What this exercise asks:
- A) According to the page on EOS disk file repairs, how often does the disk scanner thread on each EOS FST scan the local filesystem?
- B) Continue the page on EOS disk file repairs from the point where it stops.
# Start of Text segment
Skip to content

EOS disk file repairs

EOS provides at least two major mechanisms for repairing disk replicas:

The eos-ops-durability project

The eos-ops-durability project is written in python. The project has at least two active parts:

  • The part responsible for detecting faults in and repairing differing EOS disk replicas.
  • The part responsible for detecting drain failures.

The “differing EOS replicas” part is executed within Rundeck and the “drain failure” part is executed as a cron job on the EOS MGM.

Some of the functionality that was only available in the eos-ops-durability project is now implemented by the EOS support for fsck.

EOS client and server support for fsck

Each individual EOS FST always runs what is known as a disk scanner thread. This thread runs a scan of the local FST filesystem every four hours. During the scan only files that have not been scanned in the last 7 days are scanned. Scanning a file means reading it contents and recalculating its checksum. The checksum is compared to what the EOS namespace believes is the correct value and the result of the test is stored in a local LevelDB database. The scanner code is also reused outside of the EOS FSTs in the form of a standalone program named eos-scan-fs.
# End of Text segment
# Start of Data
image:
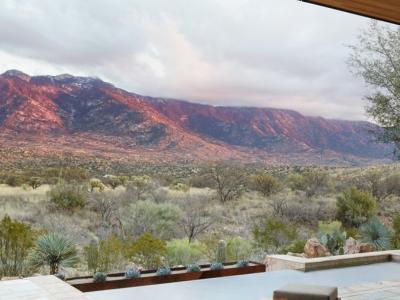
# End of Data
Answers:
- A) Every four hours.

- B)
Scanning local filesystems of an FST can be heavy in terms of local disk I/O. The scanning of a filesystem can be turned off by by setting the filesystem attribute scaninterval to 0, for example:

[itctabuild02] ~ > eos fs config 1 scaninterval=0
[itctabuild02] ~ > 

The EOS MGM contains the following two threads for fsck support. Both of which can be toggled on or off with the eos fsck config command:

  • The fsck collection thread.
  • The fsck repair thread.

The fsck collection thread collects the results of disk scans made by the FSTs. The fsck repair thread acts on the collected results by making repairs where they can be made.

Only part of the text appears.